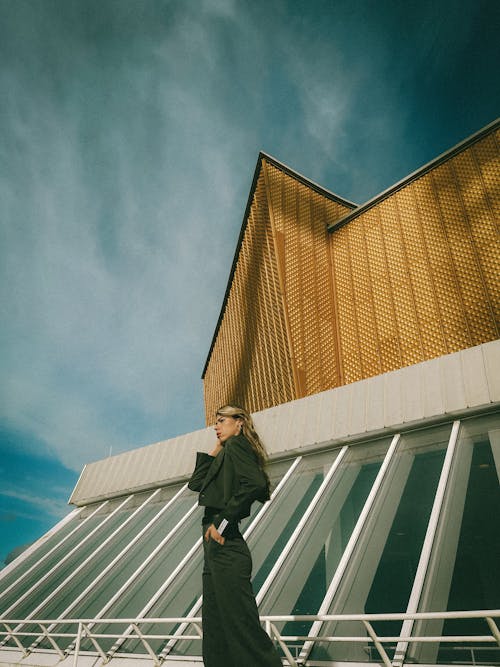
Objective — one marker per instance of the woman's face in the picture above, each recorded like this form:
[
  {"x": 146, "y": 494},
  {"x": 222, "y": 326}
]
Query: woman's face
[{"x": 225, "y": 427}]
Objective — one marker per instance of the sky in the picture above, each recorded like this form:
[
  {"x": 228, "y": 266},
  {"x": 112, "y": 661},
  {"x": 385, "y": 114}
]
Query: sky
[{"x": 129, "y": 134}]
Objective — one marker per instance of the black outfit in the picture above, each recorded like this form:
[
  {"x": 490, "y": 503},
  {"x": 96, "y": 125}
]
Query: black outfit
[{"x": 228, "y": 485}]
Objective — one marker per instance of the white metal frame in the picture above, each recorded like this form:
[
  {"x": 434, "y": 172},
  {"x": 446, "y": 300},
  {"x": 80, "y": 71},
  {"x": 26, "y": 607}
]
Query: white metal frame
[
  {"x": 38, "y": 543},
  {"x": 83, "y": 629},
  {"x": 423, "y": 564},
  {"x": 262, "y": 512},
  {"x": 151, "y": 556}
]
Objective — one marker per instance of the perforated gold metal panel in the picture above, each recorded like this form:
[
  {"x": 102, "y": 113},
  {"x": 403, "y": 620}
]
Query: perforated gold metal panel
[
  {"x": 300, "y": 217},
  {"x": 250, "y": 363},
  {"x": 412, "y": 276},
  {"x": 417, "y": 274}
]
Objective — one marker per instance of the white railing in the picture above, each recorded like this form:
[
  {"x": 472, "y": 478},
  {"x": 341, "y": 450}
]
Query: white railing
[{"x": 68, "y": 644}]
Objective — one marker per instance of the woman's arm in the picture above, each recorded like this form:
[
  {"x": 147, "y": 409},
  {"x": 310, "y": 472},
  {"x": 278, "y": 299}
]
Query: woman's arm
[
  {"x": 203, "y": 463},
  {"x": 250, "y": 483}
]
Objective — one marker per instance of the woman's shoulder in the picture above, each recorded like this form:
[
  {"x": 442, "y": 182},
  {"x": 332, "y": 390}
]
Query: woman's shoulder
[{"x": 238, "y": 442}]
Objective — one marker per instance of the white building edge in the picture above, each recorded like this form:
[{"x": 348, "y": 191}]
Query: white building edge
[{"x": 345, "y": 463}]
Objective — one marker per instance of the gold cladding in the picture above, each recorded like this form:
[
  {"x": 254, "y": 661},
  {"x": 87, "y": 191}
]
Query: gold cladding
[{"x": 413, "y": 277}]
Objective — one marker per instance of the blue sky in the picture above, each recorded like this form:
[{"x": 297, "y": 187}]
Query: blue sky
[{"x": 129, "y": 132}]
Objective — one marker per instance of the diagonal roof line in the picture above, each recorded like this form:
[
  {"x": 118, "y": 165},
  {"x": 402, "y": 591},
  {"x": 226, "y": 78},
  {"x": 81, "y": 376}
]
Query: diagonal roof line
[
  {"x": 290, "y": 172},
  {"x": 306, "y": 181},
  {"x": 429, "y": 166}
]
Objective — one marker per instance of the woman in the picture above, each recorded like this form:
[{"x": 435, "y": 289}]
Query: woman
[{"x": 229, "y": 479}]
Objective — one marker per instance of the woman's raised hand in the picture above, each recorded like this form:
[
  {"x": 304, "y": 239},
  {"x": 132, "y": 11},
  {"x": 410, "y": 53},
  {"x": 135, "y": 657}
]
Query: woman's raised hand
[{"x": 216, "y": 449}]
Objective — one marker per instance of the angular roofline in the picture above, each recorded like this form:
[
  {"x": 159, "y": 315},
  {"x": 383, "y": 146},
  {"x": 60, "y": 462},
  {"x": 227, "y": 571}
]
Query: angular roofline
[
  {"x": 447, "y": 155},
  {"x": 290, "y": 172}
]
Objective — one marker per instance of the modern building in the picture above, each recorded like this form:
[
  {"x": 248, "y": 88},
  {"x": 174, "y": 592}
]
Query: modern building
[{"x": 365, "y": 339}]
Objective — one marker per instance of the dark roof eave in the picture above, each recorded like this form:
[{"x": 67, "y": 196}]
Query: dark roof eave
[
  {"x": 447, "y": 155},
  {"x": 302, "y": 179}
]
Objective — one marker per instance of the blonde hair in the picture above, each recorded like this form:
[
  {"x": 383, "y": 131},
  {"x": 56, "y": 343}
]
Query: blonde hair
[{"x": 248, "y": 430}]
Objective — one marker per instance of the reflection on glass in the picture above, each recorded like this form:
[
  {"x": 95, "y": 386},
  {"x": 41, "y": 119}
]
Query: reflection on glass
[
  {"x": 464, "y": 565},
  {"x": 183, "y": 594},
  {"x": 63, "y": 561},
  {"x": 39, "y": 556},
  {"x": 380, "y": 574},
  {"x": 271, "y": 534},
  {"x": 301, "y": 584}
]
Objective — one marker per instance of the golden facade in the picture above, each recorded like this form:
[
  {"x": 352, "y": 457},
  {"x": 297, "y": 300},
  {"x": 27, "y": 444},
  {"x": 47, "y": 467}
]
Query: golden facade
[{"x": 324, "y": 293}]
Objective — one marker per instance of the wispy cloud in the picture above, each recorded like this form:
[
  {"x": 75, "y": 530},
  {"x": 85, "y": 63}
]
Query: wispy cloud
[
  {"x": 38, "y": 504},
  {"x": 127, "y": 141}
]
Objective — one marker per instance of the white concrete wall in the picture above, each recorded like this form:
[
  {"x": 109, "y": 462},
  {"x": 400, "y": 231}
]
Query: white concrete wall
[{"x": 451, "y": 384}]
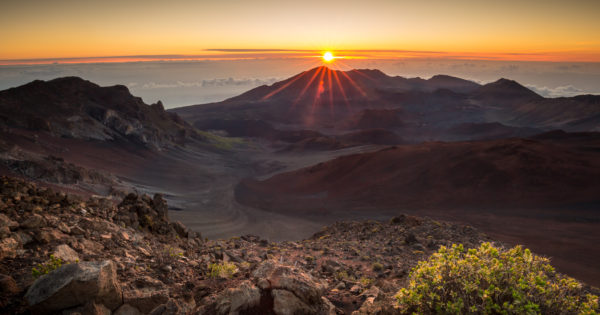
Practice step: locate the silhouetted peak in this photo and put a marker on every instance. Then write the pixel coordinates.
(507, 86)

----

§ Objective
Recast every line of the entries above as a Markdown table with the columns Row and Line Text, numbering the rows in order and skipping blank lines. Leave the pictures out.

§ The result
| Row | Line Text |
|---|---|
| 1 | Objective — one marker per instance of the woman's face in the picture above, each recorded like this form: |
| 2 | [ |
| 3 |   {"x": 146, "y": 494}, |
| 4 |   {"x": 222, "y": 326} |
| 5 | ] |
| 6 | Query: woman's face |
| 7 | [{"x": 225, "y": 427}] |
| 8 | Objective — one marker per instance of the sky in the picture above, each recorded like this form: |
| 9 | [ |
| 10 |   {"x": 228, "y": 266}, |
| 11 |   {"x": 112, "y": 661}, |
| 12 |   {"x": 385, "y": 114} |
| 13 | ] |
| 14 | Query: sky |
| 15 | [{"x": 129, "y": 134}] |
| 16 | Objective — one marker per instance of the black outfit in the picture above, each recorded like this form: |
| 17 | [ |
| 18 |   {"x": 490, "y": 503}, |
| 19 |   {"x": 96, "y": 125} |
| 20 | ] |
| 21 | Query: black outfit |
| 22 | [{"x": 228, "y": 485}] |
| 23 | Objective — one marker per instance of the white metal frame in the picture above, each recorded like this form: |
| 24 | [ |
| 25 |   {"x": 434, "y": 172}, |
| 26 |   {"x": 446, "y": 300}, |
| 27 |   {"x": 80, "y": 71}, |
| 28 |   {"x": 26, "y": 607} |
| 29 | ] |
| 30 | Query: white metal frame |
| 31 | [ |
| 32 |   {"x": 38, "y": 543}, |
| 33 |   {"x": 83, "y": 629}, |
| 34 |   {"x": 423, "y": 564}, |
| 35 |   {"x": 262, "y": 512}, |
| 36 |   {"x": 151, "y": 556} |
| 37 | ] |
| 38 | Objective — one marker per instance of the perforated gold metal panel in the picture above, each recorded like this form: |
| 39 | [ |
| 40 |   {"x": 102, "y": 113}, |
| 41 |   {"x": 403, "y": 620} |
| 42 | ] |
| 43 | Query: perforated gold metal panel |
| 44 | [ |
| 45 |   {"x": 300, "y": 217}, |
| 46 |   {"x": 250, "y": 363}, |
| 47 |   {"x": 412, "y": 276}, |
| 48 |   {"x": 417, "y": 274} |
| 49 | ] |
| 50 | Objective — one marker per instance of the white railing in the picture above, each recorded like this form: |
| 51 | [ |
| 52 |   {"x": 472, "y": 478}, |
| 53 |   {"x": 341, "y": 450} |
| 54 | ] |
| 55 | Query: white railing |
| 56 | [{"x": 68, "y": 644}] |
| 57 | Objective — one marker per instance of the woman's arm in the picture above, each recorded like this form: |
| 58 | [ |
| 59 |   {"x": 147, "y": 409}, |
| 60 |   {"x": 310, "y": 472}, |
| 61 |   {"x": 278, "y": 299} |
| 62 | ] |
| 63 | Query: woman's arm |
| 64 | [ |
| 65 |   {"x": 203, "y": 463}, |
| 66 |   {"x": 250, "y": 483} |
| 67 | ] |
| 68 | Objective — one marker per instance of the woman's shoulder in the picture above, each recorded like this form: |
| 69 | [ |
| 70 |   {"x": 442, "y": 182}, |
| 71 |   {"x": 332, "y": 390} |
| 72 | ] |
| 73 | Query: woman's shoulder |
| 74 | [{"x": 238, "y": 442}] |
| 75 | Objective — one marker per instance of the white building edge in the picture above, each recorded like this form: |
| 76 | [{"x": 348, "y": 191}] |
| 77 | Query: white building edge |
| 78 | [{"x": 345, "y": 463}] |
| 79 | Objective — one marker per instance of the gold cladding in the picture above, each recorded like this form: |
| 80 | [ |
| 81 |   {"x": 254, "y": 661}, |
| 82 |   {"x": 87, "y": 191} |
| 83 | ] |
| 84 | Query: gold cladding |
| 85 | [{"x": 413, "y": 277}] |
| 86 | Objective — one marker per instance of the blue sky in the picture above, each recorded like this form: |
| 87 | [{"x": 297, "y": 187}] |
| 88 | Query: blue sky |
| 89 | [{"x": 129, "y": 132}] |
| 90 | Objective — one marker per instance of the diagonal roof line in the picture above, each recorded like this form: |
| 91 | [ |
| 92 |   {"x": 118, "y": 165}, |
| 93 |   {"x": 402, "y": 591}, |
| 94 |   {"x": 226, "y": 78}, |
| 95 |   {"x": 81, "y": 376} |
| 96 | ] |
| 97 | Query: diagonal roof line |
| 98 | [ |
| 99 |   {"x": 290, "y": 172}, |
| 100 |   {"x": 306, "y": 181}, |
| 101 |   {"x": 429, "y": 166} |
| 102 | ] |
| 103 | Objective — one marker per instance of the woman in the picture above, each recorded like this form: |
| 104 | [{"x": 435, "y": 289}] |
| 105 | Query: woman |
| 106 | [{"x": 229, "y": 479}] |
| 107 | Objective — one marker per instance of the woman's raised hand in the picture above, each recorded like this form: |
| 108 | [ |
| 109 |   {"x": 304, "y": 239}, |
| 110 |   {"x": 132, "y": 11}, |
| 111 |   {"x": 410, "y": 53}, |
| 112 |   {"x": 135, "y": 657} |
| 113 | ] |
| 114 | Query: woman's raised hand |
| 115 | [{"x": 216, "y": 449}] |
| 116 | Objective — one marker per instance of the angular roofline in the picture above, each recorded like this form: |
| 117 | [ |
| 118 |   {"x": 159, "y": 315}, |
| 119 |   {"x": 383, "y": 146}, |
| 120 |   {"x": 60, "y": 462}, |
| 121 |   {"x": 227, "y": 571} |
| 122 | ] |
| 123 | Query: angular roofline |
| 124 | [ |
| 125 |   {"x": 447, "y": 155}, |
| 126 |   {"x": 290, "y": 172} |
| 127 | ] |
| 128 | Objective — one marker per instance of the modern building in the picture above, each recorded like this form: |
| 129 | [ |
| 130 |   {"x": 248, "y": 88}, |
| 131 |   {"x": 174, "y": 592} |
| 132 | ] |
| 133 | Query: modern building |
| 134 | [{"x": 365, "y": 339}] |
| 135 | Objective — one marker per instance of the dark roof eave in the picture above, each recorded like this form: |
| 136 | [{"x": 67, "y": 196}] |
| 137 | Query: dark roof eave |
| 138 | [ |
| 139 |   {"x": 447, "y": 155}, |
| 140 |   {"x": 302, "y": 179} |
| 141 | ] |
| 142 | Objective — one marker per instance of the blonde hair in the picture above, each recorded like this form: |
| 143 | [ |
| 144 |   {"x": 383, "y": 131}, |
| 145 |   {"x": 56, "y": 343} |
| 146 | ] |
| 147 | Query: blonde hair |
| 148 | [{"x": 248, "y": 430}] |
| 149 | Objective — one marker per instance of the reflection on glass in the picture above, each recorded like this form: |
| 150 | [ |
| 151 |   {"x": 95, "y": 386}, |
| 152 |   {"x": 41, "y": 119} |
| 153 | ] |
| 154 | Query: reflection on glass |
| 155 | [ |
| 156 |   {"x": 464, "y": 565}, |
| 157 |   {"x": 183, "y": 594}, |
| 158 |   {"x": 63, "y": 561}, |
| 159 |   {"x": 39, "y": 556}, |
| 160 |   {"x": 380, "y": 574}, |
| 161 |   {"x": 271, "y": 534}, |
| 162 |   {"x": 301, "y": 584} |
| 163 | ] |
| 164 | Objective — one marker per instance of the golden facade in the picture above, each recorded like this form: |
| 165 | [ |
| 166 |   {"x": 352, "y": 457}, |
| 167 |   {"x": 297, "y": 300}, |
| 168 |   {"x": 27, "y": 444}, |
| 169 |   {"x": 47, "y": 467} |
| 170 | ] |
| 171 | Query: golden facade |
| 172 | [{"x": 324, "y": 293}] |
| 173 | Objective — one marker per instance of the wispy cloud in the picture above, each recorded like this form: |
| 174 | [ |
| 175 |   {"x": 75, "y": 530}, |
| 176 |   {"x": 85, "y": 63} |
| 177 | ] |
| 178 | Query: wispy cloud |
| 179 | [ |
| 180 |   {"x": 38, "y": 504}, |
| 181 |   {"x": 127, "y": 141} |
| 182 | ] |
| 183 | Objective — one marker per instance of the white concrete wall in the picture above, each recorded like this form: |
| 184 | [ |
| 185 |   {"x": 109, "y": 462}, |
| 186 |   {"x": 400, "y": 231} |
| 187 | ] |
| 188 | Query: white concrete wall |
| 189 | [{"x": 451, "y": 384}] |
| 190 | Practice step: locate the silhouetted peak in this photo and put a marker on every instance. Then write the pixel coordinates. |
| 191 | (507, 86) |